# START OF Given data

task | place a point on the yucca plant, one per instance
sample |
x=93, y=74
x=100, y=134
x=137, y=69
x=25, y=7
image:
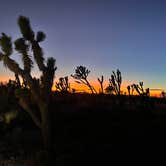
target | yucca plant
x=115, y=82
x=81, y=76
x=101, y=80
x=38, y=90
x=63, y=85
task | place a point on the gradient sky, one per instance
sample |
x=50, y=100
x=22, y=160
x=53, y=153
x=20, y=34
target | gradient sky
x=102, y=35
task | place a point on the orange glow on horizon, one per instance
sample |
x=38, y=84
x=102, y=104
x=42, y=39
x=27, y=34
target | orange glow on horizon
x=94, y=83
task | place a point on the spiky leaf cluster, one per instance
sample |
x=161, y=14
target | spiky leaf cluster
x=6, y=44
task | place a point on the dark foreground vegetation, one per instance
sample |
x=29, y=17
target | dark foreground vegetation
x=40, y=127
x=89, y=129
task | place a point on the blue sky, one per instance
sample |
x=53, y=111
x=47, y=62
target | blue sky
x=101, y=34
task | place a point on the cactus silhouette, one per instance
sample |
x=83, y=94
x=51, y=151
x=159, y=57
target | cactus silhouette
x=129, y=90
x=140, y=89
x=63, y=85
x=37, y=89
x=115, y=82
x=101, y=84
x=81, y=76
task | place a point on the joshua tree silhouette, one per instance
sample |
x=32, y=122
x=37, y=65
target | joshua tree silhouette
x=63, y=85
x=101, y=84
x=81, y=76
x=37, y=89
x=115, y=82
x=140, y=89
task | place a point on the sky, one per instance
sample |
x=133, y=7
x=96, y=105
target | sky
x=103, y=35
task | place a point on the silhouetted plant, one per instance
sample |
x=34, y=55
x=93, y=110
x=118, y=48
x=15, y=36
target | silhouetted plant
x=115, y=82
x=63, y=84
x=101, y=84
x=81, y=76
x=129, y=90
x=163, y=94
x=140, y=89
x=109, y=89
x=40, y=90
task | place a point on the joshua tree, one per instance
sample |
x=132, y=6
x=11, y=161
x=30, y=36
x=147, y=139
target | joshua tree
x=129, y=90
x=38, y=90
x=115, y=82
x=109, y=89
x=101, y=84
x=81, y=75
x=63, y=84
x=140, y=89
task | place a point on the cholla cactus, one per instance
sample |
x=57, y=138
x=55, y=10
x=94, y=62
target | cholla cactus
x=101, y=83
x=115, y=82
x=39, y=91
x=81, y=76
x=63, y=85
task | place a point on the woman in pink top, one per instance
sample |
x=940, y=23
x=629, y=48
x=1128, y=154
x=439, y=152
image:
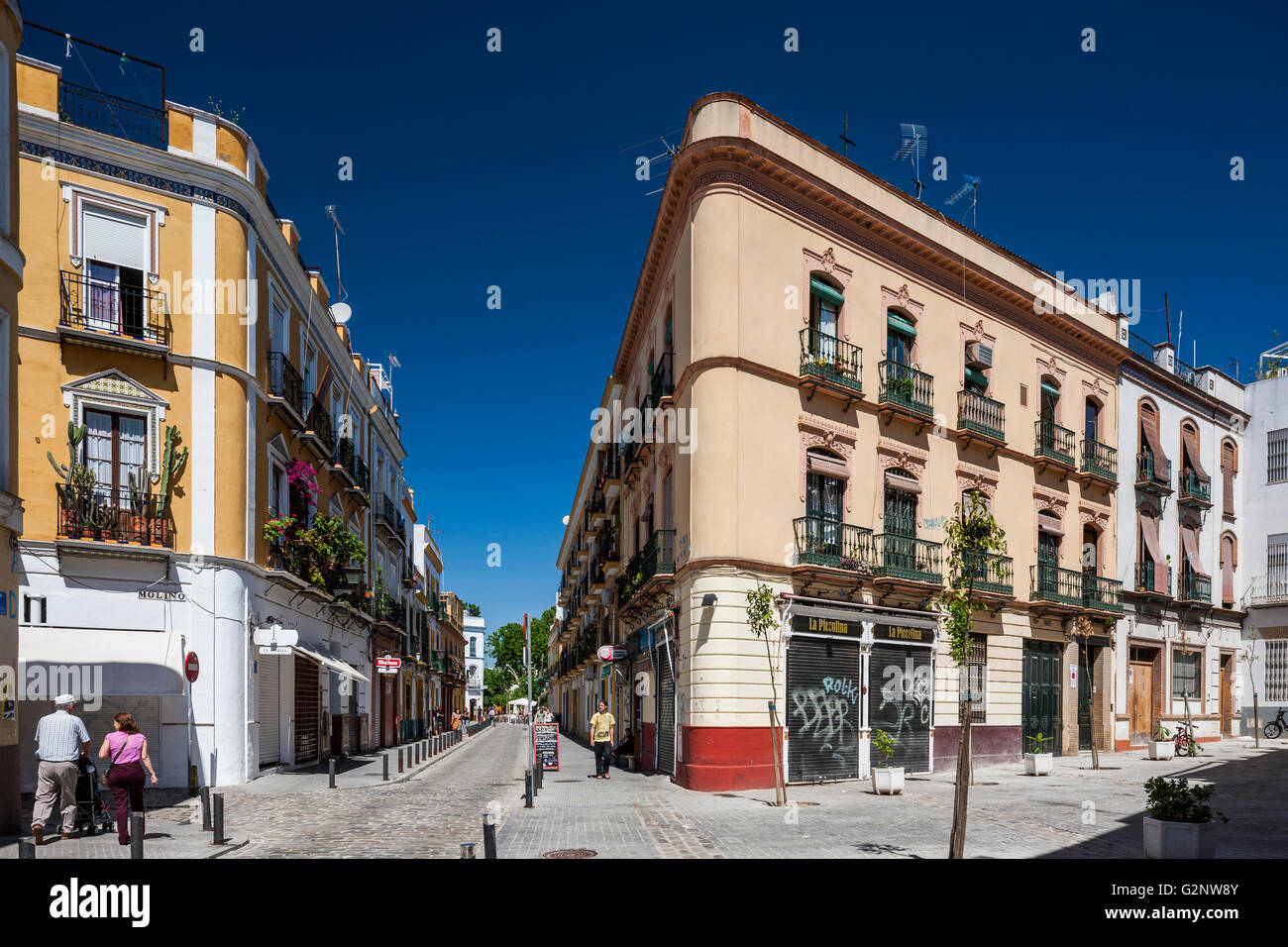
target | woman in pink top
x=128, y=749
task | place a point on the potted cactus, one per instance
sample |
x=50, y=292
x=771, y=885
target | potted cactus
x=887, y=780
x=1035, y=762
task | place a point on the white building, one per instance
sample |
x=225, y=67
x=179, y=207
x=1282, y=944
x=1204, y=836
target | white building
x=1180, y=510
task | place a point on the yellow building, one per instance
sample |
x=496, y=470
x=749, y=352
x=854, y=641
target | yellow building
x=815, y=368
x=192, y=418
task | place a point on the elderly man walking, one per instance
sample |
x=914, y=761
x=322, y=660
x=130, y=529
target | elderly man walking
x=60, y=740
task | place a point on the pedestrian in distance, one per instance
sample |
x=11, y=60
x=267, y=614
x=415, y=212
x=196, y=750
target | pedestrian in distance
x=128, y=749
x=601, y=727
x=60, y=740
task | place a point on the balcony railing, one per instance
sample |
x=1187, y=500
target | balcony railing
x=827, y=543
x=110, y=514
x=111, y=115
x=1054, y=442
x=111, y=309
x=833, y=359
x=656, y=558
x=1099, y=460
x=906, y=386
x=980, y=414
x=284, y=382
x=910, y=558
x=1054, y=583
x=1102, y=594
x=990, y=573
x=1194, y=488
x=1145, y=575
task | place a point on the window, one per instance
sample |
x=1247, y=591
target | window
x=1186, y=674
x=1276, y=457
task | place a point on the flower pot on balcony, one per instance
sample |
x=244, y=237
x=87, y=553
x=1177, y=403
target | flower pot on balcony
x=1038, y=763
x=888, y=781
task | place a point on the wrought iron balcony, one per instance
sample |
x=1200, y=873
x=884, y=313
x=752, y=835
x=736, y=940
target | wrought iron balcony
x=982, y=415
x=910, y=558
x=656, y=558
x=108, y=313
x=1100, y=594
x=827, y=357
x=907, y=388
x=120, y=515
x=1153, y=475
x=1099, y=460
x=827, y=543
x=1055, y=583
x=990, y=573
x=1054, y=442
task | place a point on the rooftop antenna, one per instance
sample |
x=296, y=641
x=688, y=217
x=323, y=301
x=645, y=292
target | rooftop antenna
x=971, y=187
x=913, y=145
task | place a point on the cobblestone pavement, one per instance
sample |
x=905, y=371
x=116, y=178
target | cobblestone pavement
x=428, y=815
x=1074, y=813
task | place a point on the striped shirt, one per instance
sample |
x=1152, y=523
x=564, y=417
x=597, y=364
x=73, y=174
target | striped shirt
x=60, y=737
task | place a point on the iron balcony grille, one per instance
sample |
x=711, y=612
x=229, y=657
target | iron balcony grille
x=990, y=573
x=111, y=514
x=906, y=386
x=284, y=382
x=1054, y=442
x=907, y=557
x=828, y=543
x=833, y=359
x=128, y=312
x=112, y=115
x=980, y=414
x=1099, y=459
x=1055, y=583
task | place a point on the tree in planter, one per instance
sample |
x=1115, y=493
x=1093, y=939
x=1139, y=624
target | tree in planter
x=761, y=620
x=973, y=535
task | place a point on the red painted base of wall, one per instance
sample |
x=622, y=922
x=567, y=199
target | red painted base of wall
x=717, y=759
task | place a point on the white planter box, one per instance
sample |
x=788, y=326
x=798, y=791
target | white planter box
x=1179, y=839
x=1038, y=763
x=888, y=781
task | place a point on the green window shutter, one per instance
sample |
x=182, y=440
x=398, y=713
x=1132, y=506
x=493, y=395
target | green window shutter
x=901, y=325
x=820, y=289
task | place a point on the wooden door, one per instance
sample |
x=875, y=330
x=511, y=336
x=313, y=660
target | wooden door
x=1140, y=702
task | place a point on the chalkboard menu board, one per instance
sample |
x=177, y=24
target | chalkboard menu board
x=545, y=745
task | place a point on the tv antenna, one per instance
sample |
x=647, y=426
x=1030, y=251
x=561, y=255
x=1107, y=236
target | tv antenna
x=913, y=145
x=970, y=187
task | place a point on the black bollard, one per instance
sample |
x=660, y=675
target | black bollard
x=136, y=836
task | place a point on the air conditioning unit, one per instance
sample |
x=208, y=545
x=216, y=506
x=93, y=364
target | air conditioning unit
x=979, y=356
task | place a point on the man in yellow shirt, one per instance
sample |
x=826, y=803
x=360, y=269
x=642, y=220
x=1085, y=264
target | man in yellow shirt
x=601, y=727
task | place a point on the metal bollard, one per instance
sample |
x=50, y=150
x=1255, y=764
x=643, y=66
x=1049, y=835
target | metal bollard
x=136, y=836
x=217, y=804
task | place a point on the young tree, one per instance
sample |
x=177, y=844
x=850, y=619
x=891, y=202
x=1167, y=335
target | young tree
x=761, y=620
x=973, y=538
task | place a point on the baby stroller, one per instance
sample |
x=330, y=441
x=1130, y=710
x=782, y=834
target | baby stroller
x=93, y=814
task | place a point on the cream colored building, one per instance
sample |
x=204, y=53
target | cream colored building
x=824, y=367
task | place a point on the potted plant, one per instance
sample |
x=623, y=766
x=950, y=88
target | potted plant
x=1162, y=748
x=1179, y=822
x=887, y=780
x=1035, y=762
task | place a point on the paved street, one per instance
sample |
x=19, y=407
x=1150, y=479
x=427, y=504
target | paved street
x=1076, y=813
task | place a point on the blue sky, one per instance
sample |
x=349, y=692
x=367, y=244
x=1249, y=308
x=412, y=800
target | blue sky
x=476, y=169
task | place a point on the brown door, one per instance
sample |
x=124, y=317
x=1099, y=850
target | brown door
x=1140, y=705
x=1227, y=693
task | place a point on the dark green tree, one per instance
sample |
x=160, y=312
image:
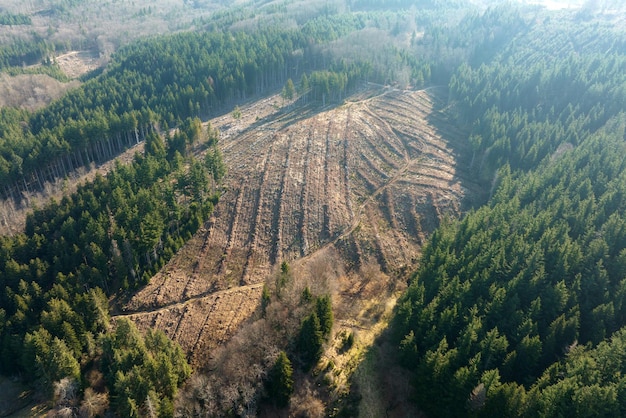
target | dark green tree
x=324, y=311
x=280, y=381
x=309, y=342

# END OF Given data
# START OF Given data

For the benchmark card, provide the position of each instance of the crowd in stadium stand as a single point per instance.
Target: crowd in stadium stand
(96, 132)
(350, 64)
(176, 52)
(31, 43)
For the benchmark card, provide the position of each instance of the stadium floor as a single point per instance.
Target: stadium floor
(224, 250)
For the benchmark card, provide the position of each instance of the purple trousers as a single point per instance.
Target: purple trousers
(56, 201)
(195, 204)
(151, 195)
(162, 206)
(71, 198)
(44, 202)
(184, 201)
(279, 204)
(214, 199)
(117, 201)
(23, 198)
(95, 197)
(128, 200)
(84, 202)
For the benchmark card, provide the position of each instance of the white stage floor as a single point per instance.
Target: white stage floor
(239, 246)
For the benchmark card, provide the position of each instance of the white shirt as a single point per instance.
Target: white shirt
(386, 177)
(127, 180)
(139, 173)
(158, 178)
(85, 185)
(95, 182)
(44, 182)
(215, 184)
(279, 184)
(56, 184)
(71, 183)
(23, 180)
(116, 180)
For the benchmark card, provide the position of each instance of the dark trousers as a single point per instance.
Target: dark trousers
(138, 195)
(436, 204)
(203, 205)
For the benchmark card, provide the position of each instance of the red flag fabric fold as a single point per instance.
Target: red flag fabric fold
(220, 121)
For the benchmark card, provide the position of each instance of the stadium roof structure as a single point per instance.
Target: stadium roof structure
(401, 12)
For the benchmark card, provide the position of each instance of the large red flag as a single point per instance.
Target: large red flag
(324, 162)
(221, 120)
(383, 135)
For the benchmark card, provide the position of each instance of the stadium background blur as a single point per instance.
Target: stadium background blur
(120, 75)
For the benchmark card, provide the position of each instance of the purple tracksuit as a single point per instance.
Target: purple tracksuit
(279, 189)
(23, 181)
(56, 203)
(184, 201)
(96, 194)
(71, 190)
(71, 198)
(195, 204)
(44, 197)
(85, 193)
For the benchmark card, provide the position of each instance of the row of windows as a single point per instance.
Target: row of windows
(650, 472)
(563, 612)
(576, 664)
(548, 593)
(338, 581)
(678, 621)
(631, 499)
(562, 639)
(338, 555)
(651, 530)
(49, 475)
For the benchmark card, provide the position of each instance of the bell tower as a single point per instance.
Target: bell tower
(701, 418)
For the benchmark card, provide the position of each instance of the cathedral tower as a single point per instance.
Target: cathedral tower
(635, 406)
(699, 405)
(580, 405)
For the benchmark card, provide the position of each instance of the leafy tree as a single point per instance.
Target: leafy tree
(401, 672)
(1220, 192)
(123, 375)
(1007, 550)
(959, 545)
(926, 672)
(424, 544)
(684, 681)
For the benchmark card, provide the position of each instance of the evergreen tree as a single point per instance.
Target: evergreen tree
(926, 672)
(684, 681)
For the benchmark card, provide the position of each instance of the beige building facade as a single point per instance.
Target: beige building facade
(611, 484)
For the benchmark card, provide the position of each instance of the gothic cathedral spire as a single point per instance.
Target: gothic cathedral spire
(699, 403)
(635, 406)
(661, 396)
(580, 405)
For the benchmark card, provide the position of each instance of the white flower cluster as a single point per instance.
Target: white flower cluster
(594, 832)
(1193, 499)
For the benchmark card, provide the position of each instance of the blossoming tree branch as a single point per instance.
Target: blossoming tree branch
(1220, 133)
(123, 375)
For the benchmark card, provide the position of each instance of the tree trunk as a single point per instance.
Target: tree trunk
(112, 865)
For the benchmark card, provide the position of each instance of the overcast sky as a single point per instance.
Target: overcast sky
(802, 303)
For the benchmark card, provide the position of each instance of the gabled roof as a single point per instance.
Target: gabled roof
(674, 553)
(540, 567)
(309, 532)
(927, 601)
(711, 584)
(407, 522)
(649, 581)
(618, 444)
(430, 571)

# END OF Given data
# START OF Given data

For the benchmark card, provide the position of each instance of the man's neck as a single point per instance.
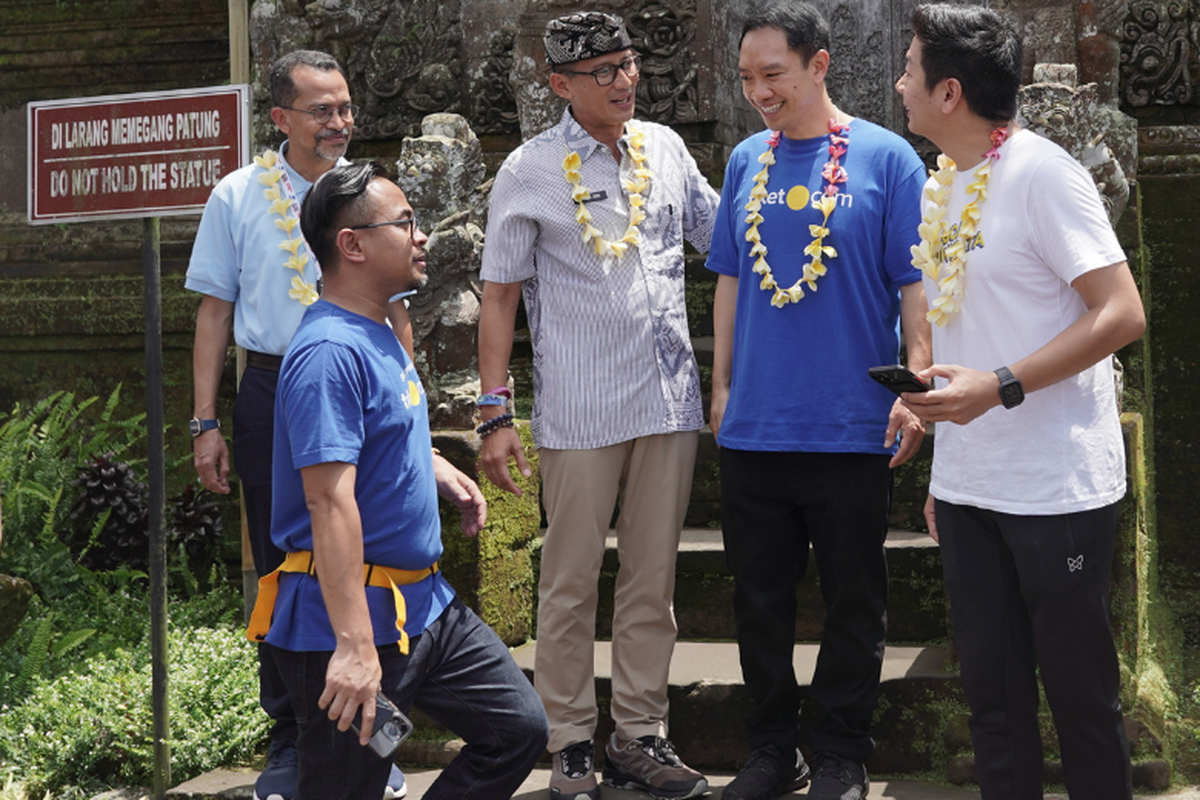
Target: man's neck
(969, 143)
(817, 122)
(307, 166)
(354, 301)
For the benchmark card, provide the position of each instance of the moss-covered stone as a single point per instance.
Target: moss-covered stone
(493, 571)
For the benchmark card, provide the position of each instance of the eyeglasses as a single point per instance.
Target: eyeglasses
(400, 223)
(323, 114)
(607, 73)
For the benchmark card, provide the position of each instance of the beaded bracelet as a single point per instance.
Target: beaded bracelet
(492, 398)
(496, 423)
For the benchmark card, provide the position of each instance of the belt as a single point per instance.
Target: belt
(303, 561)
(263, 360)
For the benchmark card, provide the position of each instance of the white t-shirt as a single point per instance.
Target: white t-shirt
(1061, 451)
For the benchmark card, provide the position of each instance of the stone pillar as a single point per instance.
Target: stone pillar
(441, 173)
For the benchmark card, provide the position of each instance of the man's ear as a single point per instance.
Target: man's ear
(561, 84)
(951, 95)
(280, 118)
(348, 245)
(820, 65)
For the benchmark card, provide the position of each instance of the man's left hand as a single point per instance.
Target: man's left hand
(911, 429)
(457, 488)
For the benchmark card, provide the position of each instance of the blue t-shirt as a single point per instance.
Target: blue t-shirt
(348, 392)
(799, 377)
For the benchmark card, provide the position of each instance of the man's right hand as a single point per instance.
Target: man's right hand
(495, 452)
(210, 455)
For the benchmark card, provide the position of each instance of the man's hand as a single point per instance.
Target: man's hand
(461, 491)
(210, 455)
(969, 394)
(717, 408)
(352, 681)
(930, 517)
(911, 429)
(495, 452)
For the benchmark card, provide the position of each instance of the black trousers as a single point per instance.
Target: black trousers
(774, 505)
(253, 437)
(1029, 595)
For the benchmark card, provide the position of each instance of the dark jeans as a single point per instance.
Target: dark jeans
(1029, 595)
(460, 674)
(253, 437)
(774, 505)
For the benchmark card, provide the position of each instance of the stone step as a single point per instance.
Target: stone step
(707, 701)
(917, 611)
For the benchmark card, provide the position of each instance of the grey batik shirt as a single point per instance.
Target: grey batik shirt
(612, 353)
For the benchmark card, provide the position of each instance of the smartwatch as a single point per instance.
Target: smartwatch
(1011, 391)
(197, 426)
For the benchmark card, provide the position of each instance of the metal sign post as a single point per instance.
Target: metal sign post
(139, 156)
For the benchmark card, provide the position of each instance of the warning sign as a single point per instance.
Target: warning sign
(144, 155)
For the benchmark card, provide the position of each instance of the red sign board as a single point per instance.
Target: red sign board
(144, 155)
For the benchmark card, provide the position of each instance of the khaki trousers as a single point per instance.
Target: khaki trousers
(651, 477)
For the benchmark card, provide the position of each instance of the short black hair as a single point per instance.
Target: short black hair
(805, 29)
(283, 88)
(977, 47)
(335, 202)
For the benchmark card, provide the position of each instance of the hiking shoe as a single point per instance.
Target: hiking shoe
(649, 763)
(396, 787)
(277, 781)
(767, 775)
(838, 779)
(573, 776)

# END OF Given data

▶ Task to carry out: In the part of the records above that opens with the line containing "task | place a point on the yellow" and closes with the line containing "x=1276, y=457", swap "sample" for "reference" and give those lines again with everything else unchanged.

▶ Written solution:
task | place a point on the yellow building, one per instance
reference |
x=496, y=470
x=749, y=352
x=854, y=641
target | yellow building
x=815, y=368
x=192, y=418
task | place a point on the elderly man walking, one per instance
reference |
x=914, y=761
x=322, y=660
x=130, y=529
target | elderly man walking
x=60, y=740
task | place a point on the pedestrian in distance, one per instance
reference |
x=11, y=60
x=267, y=614
x=415, y=212
x=196, y=750
target | pedestrian in distance
x=128, y=749
x=601, y=727
x=60, y=740
task | place a point on the balcony railing, one per instance
reference |
x=1187, y=500
target | balcony railing
x=827, y=543
x=110, y=514
x=111, y=115
x=1054, y=442
x=111, y=309
x=833, y=359
x=656, y=558
x=1099, y=460
x=906, y=386
x=980, y=414
x=284, y=382
x=910, y=558
x=1054, y=583
x=1102, y=594
x=990, y=573
x=1194, y=488
x=1145, y=575
task | place a point on the window, one per instance
reference |
x=1247, y=591
target | window
x=1186, y=674
x=1276, y=457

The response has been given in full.